#### PROBLEM DETAILS:
What appears from the first line of the data below through the line containing "One marker per instance, like [111,238].", both included, should be copied exactly, and nothing else.

#### EXTRACTED RECORDS:
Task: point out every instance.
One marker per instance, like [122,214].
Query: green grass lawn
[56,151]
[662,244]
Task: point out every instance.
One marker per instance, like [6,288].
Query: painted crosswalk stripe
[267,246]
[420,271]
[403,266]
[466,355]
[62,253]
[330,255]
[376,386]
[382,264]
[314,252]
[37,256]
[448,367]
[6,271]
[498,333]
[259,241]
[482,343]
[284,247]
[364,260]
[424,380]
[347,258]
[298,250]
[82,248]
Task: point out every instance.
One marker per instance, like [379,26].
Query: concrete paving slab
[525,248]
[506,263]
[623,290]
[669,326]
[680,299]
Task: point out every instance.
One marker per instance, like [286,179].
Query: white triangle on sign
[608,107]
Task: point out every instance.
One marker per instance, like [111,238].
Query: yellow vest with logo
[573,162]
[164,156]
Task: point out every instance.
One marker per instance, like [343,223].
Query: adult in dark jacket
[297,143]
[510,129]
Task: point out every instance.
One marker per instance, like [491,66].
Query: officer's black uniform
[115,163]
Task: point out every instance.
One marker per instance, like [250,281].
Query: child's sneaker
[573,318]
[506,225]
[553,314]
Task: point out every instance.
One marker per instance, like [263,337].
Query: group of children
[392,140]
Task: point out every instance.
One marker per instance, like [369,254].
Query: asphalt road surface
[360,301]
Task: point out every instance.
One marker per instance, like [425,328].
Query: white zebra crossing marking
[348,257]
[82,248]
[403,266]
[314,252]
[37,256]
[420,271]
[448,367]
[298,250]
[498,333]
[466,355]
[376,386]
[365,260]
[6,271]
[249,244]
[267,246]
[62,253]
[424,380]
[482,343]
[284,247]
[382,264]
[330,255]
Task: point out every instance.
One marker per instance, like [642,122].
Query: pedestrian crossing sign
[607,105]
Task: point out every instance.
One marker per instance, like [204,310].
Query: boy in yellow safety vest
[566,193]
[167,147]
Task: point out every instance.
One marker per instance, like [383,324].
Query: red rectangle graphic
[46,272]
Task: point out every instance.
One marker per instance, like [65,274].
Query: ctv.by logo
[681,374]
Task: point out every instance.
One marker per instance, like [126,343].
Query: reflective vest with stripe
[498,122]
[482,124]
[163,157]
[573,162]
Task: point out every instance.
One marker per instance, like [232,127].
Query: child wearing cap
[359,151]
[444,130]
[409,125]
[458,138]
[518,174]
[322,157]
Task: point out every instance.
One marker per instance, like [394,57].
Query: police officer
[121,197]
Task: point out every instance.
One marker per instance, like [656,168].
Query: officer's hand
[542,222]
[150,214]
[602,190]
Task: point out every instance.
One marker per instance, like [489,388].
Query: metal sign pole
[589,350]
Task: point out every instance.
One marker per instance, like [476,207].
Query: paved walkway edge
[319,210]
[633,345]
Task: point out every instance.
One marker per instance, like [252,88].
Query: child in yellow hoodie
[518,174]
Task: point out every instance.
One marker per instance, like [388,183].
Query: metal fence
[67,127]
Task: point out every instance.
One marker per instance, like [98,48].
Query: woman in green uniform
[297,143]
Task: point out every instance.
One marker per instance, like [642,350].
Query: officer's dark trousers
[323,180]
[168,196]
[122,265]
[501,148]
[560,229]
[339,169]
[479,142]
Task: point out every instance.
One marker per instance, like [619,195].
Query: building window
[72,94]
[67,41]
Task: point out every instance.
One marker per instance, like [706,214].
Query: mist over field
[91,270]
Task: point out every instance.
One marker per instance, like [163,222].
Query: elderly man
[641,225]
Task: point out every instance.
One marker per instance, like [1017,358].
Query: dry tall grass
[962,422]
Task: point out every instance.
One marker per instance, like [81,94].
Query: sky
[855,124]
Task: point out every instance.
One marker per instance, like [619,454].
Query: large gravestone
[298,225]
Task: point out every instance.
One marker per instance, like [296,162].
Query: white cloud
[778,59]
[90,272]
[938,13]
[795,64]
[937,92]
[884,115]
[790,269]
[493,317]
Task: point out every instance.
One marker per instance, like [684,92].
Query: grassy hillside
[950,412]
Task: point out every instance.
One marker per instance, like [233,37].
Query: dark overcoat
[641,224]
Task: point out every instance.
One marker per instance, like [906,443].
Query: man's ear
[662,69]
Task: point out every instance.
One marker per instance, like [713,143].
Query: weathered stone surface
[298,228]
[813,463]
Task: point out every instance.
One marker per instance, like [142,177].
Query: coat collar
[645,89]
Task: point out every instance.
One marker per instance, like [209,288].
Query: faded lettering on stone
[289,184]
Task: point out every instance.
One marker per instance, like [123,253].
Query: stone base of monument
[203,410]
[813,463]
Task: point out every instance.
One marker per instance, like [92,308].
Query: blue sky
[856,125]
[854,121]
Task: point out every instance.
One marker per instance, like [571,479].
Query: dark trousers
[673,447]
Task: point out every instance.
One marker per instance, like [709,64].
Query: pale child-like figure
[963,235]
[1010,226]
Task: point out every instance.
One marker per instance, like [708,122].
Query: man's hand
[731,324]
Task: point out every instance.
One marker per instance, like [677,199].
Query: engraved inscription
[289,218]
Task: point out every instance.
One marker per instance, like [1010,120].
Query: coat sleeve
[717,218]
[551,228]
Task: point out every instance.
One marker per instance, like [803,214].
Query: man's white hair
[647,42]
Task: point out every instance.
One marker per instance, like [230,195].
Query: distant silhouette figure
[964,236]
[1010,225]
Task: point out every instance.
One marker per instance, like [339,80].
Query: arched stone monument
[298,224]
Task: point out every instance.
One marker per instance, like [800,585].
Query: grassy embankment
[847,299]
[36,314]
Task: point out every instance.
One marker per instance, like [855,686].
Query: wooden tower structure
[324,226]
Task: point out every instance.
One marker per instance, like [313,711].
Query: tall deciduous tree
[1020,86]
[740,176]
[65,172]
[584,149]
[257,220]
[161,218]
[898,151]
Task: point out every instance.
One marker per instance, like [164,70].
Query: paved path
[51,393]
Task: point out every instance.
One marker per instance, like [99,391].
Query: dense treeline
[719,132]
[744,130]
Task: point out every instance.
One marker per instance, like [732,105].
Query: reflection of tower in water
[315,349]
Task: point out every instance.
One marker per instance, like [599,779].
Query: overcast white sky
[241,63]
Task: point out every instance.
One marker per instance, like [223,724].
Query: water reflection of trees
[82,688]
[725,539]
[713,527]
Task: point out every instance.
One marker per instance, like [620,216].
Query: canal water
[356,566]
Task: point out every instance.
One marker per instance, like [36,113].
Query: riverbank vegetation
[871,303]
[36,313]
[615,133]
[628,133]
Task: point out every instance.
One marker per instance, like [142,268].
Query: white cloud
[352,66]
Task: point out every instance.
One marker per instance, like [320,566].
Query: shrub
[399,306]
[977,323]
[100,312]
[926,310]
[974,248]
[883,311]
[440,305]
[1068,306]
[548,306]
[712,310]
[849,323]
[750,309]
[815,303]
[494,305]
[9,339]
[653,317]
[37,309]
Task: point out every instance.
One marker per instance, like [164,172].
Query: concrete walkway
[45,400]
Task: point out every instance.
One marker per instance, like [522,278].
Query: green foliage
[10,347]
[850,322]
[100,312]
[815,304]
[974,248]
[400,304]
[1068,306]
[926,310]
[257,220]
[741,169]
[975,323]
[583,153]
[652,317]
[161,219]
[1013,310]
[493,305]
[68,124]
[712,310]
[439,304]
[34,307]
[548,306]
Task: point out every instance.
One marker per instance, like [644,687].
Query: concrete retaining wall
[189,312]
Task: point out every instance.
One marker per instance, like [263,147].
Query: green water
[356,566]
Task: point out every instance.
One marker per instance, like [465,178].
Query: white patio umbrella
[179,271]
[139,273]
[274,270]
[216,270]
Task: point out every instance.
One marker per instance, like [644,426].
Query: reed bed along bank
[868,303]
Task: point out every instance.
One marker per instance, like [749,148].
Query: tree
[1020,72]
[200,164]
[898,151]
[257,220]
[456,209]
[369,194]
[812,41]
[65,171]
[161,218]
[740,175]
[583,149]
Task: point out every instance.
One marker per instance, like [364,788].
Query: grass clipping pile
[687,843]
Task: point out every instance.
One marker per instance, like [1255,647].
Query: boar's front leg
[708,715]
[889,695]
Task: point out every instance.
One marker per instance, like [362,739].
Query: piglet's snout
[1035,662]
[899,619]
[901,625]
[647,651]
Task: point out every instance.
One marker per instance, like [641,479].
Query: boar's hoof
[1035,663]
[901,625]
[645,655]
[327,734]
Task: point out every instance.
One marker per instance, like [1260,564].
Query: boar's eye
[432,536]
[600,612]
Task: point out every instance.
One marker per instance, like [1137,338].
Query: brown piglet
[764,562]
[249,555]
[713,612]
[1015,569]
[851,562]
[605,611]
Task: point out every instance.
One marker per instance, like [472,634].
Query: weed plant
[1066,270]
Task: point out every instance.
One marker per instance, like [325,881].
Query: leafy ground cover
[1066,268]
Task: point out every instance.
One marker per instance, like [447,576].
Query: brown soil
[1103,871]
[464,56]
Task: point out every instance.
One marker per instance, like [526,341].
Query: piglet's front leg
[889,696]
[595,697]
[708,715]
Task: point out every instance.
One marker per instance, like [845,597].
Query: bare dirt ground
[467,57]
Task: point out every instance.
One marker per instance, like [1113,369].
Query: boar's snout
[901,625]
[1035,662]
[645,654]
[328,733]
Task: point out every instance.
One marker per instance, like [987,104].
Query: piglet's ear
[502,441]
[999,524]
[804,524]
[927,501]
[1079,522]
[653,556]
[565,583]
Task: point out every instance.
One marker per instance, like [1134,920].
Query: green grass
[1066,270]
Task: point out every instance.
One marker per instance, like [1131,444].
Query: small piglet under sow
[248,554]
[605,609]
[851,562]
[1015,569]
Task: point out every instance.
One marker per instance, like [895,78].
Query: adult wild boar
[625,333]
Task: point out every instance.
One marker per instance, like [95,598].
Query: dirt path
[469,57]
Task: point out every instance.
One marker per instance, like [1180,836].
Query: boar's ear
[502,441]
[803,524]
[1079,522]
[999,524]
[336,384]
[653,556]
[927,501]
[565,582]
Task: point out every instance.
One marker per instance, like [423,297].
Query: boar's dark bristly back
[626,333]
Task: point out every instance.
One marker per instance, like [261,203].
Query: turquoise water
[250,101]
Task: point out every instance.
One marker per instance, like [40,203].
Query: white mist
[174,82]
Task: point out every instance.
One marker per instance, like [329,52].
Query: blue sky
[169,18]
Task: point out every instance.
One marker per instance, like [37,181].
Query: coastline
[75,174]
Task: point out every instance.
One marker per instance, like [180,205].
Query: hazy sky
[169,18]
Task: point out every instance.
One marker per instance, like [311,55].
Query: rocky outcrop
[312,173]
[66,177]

#### ANSWER TO THE PROBLEM:
Task: point out every instance.
One marker per instance, like [122,214].
Query: green grass lawn
[56,151]
[662,244]
Task: point out every instance.
One marker per instance, like [6,288].
Query: painted crosswalk stripe
[267,246]
[420,271]
[403,266]
[466,355]
[62,253]
[330,255]
[376,386]
[382,264]
[314,252]
[37,256]
[448,367]
[6,271]
[498,333]
[259,241]
[482,343]
[284,247]
[364,260]
[424,380]
[347,258]
[298,250]
[82,248]
Task: point out every instance.
One marker per instance, like [379,26].
Query: concrete paving slab
[525,248]
[506,263]
[623,290]
[669,326]
[680,299]
Task: point out every instance.
One marker per instance, like [286,179].
Query: white triangle on sign
[608,107]
Task: point out every instance.
One marker per instance, like [111,238].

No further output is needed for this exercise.